* Extract
I've read the wikipedia entry and a couple of tutorials and even programmed stuff that "uses fuzzy logic" (an edge detector and a 1-wheel self-controlled robot) and still I find it very confusing going from Theory to Code... for you, in the less complicated definition, what is fuzzy logic?

+3  A: 

Well, you could read the works of Bart Kosko, one of the 'founding fathers'. 'Fuzzy Thinking: The New Science of Fuzzy Logic' from 1994 is readable (and available quite cheaply secondhand via Amazon). Apparently, he has a newer book 'Noise' from 2006 which is also quite approachable.

Basically though (in my paraphrase - not having read the first of those books for several years now), fuzzy logic is about how to deal with the world where something is perhaps 10% cool, 50% warm, and 10% hot, where different decisions may be made on the degree to which the different states are true (and no, it wasn't entirely an accident that those percentages don't add up to 100% - though I'd accept correction if needed).

Jonathan Leffler
+1  A: 

The following is sort of an empirical answer.

A simple (possibly simplistic answer) is that "fuzzy logic" is any logic that returns values other than straight true / false, or 1 / 0. There are a lot of variations on this and they tend to be highly domain specific.

* Provided records
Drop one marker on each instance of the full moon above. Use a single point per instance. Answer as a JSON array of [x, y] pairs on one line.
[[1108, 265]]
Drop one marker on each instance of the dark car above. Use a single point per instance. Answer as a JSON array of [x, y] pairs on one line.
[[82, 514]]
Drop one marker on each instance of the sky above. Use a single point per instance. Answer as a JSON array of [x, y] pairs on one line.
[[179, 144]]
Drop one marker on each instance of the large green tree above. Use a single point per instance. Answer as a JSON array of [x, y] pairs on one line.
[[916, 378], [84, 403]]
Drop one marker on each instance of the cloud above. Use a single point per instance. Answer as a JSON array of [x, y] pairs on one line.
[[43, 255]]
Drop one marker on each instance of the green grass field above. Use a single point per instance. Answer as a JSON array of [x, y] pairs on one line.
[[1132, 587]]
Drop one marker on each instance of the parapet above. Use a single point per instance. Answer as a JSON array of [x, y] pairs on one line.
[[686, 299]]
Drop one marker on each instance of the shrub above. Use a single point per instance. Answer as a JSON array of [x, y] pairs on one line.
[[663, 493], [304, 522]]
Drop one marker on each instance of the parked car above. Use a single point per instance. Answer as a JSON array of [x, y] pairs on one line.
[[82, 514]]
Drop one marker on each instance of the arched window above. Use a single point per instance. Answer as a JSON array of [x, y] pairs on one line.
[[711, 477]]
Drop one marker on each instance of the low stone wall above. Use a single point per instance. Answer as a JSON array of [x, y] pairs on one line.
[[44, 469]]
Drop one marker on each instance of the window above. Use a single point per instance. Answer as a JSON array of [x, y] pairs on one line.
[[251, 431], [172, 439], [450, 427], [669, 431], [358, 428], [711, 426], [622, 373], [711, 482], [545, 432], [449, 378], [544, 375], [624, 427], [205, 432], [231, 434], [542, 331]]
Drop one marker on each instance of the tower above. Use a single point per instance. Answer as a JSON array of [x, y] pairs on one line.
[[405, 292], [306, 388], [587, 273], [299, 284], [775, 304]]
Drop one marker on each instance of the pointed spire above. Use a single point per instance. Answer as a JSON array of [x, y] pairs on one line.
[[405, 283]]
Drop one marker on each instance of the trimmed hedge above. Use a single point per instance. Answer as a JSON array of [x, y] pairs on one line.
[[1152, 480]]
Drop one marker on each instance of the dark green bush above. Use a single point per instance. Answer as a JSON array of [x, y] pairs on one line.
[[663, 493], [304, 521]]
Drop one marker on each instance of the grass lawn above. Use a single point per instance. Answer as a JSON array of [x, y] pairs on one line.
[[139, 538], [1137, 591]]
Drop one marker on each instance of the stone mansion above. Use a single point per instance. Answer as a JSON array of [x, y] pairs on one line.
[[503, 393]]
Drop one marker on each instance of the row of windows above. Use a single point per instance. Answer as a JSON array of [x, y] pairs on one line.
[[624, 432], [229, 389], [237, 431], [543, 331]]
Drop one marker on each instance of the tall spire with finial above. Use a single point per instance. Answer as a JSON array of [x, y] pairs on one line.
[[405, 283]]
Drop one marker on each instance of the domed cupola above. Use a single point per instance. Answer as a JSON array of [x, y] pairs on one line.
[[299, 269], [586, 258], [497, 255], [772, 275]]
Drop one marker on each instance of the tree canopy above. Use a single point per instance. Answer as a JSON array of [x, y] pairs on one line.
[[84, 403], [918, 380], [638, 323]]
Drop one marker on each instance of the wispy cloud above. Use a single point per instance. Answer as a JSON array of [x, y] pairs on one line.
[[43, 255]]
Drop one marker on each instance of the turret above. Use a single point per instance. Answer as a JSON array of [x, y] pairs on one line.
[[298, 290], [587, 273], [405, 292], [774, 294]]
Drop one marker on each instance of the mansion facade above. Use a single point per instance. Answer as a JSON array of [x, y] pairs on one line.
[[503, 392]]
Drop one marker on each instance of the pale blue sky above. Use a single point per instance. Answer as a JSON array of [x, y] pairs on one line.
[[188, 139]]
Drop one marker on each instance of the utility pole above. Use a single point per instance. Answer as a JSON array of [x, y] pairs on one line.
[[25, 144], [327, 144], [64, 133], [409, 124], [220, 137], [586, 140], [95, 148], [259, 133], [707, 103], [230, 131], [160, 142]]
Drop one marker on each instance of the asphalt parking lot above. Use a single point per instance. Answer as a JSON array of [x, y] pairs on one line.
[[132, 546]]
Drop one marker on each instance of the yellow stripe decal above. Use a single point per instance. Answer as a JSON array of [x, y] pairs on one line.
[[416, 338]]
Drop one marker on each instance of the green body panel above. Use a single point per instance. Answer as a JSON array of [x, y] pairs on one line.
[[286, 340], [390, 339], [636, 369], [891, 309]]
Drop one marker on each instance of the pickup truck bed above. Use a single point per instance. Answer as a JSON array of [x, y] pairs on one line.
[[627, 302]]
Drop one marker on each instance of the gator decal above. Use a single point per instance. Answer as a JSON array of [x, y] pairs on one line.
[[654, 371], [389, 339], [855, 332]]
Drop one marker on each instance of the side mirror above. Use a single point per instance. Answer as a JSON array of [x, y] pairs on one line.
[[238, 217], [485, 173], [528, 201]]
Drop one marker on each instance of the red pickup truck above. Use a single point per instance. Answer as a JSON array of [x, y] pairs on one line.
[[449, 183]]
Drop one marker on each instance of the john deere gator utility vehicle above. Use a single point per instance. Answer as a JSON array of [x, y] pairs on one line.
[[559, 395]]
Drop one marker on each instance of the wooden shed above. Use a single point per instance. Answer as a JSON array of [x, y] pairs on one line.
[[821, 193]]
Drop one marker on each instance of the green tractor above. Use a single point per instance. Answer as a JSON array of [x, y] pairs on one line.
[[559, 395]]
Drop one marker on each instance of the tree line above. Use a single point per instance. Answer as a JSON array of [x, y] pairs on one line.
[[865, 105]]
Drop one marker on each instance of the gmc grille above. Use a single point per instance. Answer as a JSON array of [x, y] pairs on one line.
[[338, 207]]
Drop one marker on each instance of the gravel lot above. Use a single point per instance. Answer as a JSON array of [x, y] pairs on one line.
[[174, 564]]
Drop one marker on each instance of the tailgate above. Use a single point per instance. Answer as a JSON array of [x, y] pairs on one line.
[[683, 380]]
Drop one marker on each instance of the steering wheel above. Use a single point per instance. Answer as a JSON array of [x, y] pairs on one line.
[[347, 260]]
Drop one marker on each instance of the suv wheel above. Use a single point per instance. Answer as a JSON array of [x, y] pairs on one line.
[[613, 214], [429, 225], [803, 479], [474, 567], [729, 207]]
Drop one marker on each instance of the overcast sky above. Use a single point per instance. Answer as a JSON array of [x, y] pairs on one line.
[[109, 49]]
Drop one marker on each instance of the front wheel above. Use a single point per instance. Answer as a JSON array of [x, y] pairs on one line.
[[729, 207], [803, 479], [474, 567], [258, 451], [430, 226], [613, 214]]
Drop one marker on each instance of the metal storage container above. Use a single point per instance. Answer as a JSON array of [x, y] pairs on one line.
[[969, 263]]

* Exercise requirements
A. Do these statements agree with the fuzzy logic discussion? (i) The book 'Noise' dates from 2006. (ii) The percentages in the cool, warm and hot example were meant to add up to 100%. (iii) Variations on fuzzy logic tend to be highly domain specific. Answer yes or no for each, quoting the deciding words of the fuzzy logic discussion.
B. Extend the fuzzy logic discussion past its last sentence.
The items are not needed here.

* The responses
A.
(i) Yes: "he has a newer book 'Noise' from 2006"
(ii) No: "it wasn't entirely an accident that those percentages don't add up to 100%"
(iii) Yes: "they tend to be highly domain specific"

B.
For example, in my previous life I did search engines that used "content similarity searching" as opposed to then common "boolean search". Our similarity system used the Cosine Coefficient of weighted-attribute vectors representing the query and the documents and produced values in the range 0..1. Users would supply "relevance feedback" which was used to shift the query vector in the direction of desirable documents. This is somewhat related to the training done in certain AI systems where the logic gets "rewarded" or "punished" for results of trial runs.

Right now Netflix is running a competition to find a better suggestion algorithm for their company. See http://www.netflixprize.com/. Effectively all of the algorithms could be characterized as "fuzzy logic"

Peter Rowell
+15  A: 

Fuzzy logic is logic where state membership is, essentially, a float with range 0..1 instead of an int 0 or 1. The mileage you get out of it is that things like, for example, the changes you make in a control system are somewhat naturally more fine-tuned than what you'd get with naive binary logic.

An example might be logic that throttles back system activity based on active TCP connections. Say you define "a little bit too many" TCP connections on your machine as 1000 and "a lot too many" as 2000. At any given time, your system has a "too many TCP connections" state from 0 (<= 1000) to 1 (>= 2000), which you can use as a coefficient in applying whatever throttling mechanisms you have available. This is much more forgiving and responsive to system behavior than naive binary logic that only knows how to determine "too many", and throttle completely, or "not too many", and not throttle at all.

chaos
+2  A: 

Maybe an example clears up what the benefits can be:

Let's say you want to make a thermostat and you want it to be 24 degrees.


This is how you'd implement it using boolean logic:

  • Rule1: heat up at full power when it's colder than 21 degrees.
  • Rule2: cool down at full power when it's warmer than 27 degrees.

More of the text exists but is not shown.